===== Text excerpt

Put another way, ONEHOPE uses the dollars that their competitors would spend on marketing to support their partner associations. For every case of sparkling wine they sell, the World Food Program provides 25 meals to children fighting hunger. For every case of pinot bought, the ASPCA funds two pets adoptions.

Kohl Crecelius is CEO and founder of Krochet Kids intl., a nonprofit that empowers women in northern Uganda and Peru by providing them with jobs, education and local mentorship opportunities. Crecelius and his co-founders started by teaching women of poverty-stricken areas how to crochet, a skill he and his co-founders first learned and enjoyed in high school. The women knit and personally sign everything from hats to sweaters and bags which are sold online; in turn, the profits directly fund Krochet Kids intl.’s education and mentorship initiatives.

To develop their programming, Krochet Kids intl. started by identifying the areas that contribute most to individual poverty: financial, physical, psychological, social and intellectual disadvantages. They use 45 different key indicators to measure whether progress being made in each category, with help from data-visualization software. The software helps them track trends and progress over time. “We get that data every month on every beneficiary that we work with,” explains Crecelius. If they see a downward trend, local mentors follow up with the women to focus on improvement in that area.

Put Product Quality First

Giving back is great — but for all four entrepreneurs, the priority is creating a product people love.

“People are very suspect of a lot of giving-things. They think they’re going to get not that great a product or it’s going to be a pity purchase,” says Huff, who helps fit up to 600 people a day with hearing aids while on missions. That means that for-purpose companies with social missions need to pay extra attention to making their product impeccable. They must prove their worth as a company independent of their mission through customer reviews, social media and referrals. “Education is super important,” says Hilton. “We really wanted to take away every excuse to not participate,” adds Huff. You must be able to compete on quality, even (and especially) if you have a social component.

==========
===== Items

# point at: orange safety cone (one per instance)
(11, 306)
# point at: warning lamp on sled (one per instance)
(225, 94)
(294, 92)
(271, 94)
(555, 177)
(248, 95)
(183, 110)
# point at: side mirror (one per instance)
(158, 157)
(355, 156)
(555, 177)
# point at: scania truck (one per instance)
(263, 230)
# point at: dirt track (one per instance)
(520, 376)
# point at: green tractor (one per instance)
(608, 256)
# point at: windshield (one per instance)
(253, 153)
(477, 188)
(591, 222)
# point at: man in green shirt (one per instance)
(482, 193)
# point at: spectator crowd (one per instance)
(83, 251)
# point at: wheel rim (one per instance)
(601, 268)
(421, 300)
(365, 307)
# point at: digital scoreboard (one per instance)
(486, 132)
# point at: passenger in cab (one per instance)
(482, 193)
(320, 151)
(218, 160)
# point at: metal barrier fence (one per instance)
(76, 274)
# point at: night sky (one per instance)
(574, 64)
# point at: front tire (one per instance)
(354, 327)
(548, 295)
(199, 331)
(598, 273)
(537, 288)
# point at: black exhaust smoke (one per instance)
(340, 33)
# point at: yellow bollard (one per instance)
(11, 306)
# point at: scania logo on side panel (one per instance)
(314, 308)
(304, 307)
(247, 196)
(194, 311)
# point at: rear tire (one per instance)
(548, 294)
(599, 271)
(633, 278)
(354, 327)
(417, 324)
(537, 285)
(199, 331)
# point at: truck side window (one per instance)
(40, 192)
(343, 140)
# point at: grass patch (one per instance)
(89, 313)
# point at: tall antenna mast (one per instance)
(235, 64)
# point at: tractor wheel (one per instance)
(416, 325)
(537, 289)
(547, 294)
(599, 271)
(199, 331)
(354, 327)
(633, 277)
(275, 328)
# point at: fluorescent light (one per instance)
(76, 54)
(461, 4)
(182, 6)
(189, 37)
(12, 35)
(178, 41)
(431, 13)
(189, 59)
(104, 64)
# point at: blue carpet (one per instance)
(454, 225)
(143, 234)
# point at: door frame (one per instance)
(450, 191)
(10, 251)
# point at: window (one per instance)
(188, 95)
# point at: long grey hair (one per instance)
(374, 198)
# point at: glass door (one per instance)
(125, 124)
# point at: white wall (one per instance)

==========

According to the text excerpt on for-purpose companies, how many key indicators does Krochet Kids intl. use to measure progress?

Exercise result: Krochet Kids intl. uses 45 key indicators.